EXTRAIT DU DOCUMENT -
↓↓↓

Cette libéralisation est à la fois freinée et idéalisée par les milieux politiques. Ainsi, la Commission de l’énergie du Conseil national a récemment décidé de s’en tenir au marché partiellement libéralisé de l’électricité. Elle suit ainsi le Conseil des Etats, qui a également balayé l’ouverture totale du marché de la table. Une vieille promesse politique est ainsi rompue : depuis 2014, le choix du fournisseur d’électricité devait être libre pour tous les demandeurs, mais jusqu’à présent, cela n’est possible que pour les gros consommateurs (à partir de 100 000 kWh par an). Les ménages privés et les petites entreprises commerciales n’ont pas le choix : soit ils acceptent le prix de l’électricité communiqué une fois par an à l’avance par leur entreprise locale d’approvisionnement en électricité, soit ils renoncent à en consommer.

↑↑↑

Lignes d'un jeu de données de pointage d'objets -
↓↓↓

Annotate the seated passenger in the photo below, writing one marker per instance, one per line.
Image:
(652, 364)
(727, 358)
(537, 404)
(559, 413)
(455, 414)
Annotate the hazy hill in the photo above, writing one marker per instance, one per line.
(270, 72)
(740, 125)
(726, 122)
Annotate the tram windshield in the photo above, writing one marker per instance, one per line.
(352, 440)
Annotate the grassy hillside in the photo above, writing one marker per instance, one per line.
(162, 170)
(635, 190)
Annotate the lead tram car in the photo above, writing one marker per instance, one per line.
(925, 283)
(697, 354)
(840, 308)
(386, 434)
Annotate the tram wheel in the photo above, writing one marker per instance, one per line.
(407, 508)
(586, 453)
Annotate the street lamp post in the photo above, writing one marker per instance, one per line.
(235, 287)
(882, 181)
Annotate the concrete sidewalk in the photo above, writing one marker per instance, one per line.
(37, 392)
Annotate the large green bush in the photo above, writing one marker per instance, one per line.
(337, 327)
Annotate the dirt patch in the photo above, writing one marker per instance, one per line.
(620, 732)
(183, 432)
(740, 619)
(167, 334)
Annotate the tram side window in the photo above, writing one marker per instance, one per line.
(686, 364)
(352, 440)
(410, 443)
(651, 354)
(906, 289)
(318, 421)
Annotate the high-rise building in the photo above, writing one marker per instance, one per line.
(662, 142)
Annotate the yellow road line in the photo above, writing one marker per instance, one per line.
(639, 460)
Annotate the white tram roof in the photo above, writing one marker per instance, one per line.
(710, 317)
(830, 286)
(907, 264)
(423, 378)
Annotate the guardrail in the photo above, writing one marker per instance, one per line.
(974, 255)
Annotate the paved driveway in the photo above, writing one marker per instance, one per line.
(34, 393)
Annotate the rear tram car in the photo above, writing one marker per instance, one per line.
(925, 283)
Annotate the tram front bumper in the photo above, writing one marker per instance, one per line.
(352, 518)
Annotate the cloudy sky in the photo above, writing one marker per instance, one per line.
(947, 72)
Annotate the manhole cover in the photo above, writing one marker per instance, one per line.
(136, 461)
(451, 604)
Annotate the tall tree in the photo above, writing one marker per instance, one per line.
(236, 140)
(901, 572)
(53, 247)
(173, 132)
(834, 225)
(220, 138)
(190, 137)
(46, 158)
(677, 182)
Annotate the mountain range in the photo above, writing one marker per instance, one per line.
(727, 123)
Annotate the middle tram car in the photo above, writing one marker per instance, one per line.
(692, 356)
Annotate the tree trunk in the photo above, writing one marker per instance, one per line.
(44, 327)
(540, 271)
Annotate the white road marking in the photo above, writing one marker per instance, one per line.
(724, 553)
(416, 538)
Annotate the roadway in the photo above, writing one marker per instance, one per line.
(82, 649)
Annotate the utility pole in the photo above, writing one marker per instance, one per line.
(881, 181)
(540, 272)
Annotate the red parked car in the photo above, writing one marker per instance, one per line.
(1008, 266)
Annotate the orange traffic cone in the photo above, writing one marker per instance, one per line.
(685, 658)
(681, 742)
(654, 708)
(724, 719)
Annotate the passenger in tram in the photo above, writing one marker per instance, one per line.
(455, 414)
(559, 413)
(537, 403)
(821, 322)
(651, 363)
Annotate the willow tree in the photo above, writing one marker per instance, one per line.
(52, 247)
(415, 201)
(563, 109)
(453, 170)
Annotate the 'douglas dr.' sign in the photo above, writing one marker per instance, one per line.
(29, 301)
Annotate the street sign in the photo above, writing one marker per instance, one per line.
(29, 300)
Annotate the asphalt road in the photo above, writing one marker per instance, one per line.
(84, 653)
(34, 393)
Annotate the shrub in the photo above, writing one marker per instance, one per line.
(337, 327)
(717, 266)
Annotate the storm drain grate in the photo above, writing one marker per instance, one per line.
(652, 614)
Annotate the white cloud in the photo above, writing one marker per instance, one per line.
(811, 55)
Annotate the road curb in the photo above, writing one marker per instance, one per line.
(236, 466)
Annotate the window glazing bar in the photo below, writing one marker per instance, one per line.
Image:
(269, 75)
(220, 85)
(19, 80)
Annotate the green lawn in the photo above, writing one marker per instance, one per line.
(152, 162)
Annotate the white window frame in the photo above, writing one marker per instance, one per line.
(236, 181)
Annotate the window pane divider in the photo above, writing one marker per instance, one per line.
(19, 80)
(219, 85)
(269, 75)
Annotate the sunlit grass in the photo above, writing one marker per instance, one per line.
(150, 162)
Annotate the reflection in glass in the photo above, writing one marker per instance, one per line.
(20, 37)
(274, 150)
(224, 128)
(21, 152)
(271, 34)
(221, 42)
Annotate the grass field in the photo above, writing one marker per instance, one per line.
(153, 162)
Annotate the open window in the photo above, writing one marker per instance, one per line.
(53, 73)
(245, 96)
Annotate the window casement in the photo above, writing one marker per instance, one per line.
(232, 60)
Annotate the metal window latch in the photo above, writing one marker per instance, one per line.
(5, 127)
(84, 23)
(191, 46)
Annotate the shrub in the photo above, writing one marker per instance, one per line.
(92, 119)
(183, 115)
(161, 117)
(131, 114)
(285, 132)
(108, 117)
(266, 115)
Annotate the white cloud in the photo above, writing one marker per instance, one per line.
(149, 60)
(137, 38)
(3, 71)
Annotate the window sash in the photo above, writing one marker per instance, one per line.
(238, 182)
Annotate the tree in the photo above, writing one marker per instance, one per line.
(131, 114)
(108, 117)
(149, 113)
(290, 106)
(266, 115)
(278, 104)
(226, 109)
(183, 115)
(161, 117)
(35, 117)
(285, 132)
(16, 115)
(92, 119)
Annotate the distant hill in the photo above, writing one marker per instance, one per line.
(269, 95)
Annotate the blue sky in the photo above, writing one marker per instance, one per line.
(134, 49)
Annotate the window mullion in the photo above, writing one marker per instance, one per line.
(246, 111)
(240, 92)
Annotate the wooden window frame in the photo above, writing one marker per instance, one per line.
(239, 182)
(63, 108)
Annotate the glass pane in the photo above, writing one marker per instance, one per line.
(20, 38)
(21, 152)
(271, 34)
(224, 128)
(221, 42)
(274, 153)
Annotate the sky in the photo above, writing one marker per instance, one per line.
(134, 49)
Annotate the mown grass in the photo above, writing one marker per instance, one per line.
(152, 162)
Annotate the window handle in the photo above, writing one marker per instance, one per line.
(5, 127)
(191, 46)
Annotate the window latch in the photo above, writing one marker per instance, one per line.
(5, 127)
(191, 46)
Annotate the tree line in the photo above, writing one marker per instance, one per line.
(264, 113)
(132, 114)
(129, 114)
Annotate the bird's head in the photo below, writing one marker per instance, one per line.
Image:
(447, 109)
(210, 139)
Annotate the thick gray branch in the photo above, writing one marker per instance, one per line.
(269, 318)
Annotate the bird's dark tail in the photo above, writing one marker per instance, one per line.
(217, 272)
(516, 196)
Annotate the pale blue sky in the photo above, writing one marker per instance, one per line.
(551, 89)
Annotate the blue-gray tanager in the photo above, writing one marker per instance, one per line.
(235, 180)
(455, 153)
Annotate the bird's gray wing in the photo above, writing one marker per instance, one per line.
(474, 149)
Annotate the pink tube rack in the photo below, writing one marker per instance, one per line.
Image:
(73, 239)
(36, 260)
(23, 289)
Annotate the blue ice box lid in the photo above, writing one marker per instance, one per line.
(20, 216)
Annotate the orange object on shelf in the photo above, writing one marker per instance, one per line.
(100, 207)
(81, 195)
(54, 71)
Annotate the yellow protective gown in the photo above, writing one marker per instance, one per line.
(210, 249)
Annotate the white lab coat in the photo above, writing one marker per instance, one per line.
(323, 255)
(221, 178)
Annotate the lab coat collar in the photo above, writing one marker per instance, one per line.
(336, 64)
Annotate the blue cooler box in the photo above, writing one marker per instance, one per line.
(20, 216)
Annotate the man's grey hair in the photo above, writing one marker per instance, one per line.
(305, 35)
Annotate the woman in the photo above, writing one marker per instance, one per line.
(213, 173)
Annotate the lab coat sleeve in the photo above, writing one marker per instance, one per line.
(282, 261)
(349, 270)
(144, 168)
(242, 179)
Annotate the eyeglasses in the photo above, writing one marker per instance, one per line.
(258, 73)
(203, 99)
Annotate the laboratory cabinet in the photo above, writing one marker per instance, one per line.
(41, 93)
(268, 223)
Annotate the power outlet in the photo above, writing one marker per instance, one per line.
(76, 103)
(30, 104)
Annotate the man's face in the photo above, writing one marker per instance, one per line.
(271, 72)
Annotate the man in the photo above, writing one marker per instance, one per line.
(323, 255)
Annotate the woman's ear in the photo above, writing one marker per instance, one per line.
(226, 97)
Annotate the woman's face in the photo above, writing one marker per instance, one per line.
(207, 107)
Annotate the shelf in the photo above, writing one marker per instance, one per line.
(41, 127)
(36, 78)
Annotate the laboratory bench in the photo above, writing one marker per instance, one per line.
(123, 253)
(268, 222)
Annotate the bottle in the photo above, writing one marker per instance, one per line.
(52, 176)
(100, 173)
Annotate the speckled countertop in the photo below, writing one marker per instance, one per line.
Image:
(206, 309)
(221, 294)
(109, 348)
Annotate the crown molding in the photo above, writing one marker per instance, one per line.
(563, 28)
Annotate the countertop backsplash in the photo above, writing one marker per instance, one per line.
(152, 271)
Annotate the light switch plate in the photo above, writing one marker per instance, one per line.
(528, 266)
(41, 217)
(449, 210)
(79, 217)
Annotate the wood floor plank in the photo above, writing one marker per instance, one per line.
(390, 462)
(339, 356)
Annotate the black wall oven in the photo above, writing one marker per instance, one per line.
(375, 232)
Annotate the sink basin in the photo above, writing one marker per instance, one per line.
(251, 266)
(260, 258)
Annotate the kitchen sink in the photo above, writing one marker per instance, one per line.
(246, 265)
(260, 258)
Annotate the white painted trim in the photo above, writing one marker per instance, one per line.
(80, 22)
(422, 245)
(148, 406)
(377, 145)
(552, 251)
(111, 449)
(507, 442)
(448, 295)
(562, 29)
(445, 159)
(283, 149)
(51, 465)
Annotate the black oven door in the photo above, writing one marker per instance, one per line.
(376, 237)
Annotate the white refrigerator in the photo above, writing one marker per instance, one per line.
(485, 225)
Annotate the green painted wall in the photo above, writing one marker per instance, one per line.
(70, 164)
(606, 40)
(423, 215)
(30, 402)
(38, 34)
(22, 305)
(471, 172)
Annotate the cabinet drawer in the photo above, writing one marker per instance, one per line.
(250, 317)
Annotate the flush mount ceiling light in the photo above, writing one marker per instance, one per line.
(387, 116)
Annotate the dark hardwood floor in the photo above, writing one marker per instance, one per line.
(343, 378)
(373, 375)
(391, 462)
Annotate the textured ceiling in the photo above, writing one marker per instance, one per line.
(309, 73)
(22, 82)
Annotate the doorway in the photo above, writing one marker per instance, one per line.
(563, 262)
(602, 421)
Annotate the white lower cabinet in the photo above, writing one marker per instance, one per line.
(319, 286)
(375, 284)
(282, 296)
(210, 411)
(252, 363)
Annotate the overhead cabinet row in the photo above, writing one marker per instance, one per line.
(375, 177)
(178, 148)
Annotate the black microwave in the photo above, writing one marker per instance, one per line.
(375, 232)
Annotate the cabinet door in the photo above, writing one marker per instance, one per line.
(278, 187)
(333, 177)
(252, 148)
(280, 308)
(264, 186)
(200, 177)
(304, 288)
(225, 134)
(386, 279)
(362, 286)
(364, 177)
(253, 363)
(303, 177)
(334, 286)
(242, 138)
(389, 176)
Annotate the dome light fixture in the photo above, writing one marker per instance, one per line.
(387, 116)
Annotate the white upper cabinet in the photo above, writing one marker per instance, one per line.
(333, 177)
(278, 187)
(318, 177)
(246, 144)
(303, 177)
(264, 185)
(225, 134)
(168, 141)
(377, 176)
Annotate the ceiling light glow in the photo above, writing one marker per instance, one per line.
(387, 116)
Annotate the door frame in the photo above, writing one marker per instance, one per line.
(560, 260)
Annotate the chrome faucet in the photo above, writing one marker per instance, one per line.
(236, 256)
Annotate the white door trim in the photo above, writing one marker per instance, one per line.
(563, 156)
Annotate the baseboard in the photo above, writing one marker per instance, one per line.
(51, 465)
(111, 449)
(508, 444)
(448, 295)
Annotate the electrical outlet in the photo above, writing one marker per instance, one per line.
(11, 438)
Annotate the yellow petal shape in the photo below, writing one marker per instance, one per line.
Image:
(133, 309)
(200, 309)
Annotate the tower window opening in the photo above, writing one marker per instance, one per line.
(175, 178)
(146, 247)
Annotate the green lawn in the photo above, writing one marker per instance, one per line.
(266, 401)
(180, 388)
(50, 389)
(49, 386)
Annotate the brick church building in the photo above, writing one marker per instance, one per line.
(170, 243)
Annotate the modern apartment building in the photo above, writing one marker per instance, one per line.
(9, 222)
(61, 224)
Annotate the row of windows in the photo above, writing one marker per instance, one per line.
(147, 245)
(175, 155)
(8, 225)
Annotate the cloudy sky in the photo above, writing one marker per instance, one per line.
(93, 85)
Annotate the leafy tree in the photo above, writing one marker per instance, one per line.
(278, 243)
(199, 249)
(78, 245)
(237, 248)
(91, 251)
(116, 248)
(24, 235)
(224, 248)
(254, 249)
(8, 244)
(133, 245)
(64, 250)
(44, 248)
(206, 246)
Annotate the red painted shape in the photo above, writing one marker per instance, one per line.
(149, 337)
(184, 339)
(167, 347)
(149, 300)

↑↑↑

CONSIGNE -
Relevez toutes les catégories de consommateurs d'électricité que nomme le texte sur la libéralisation du marché de l'électricité. Appuyez-vous uniquement sur le texte.

RÉPONSE CORRECTE -
- les gros consommateurs (à partir de 100 000 kWh par an)
- les ménages privés
- les petites entreprises commerciales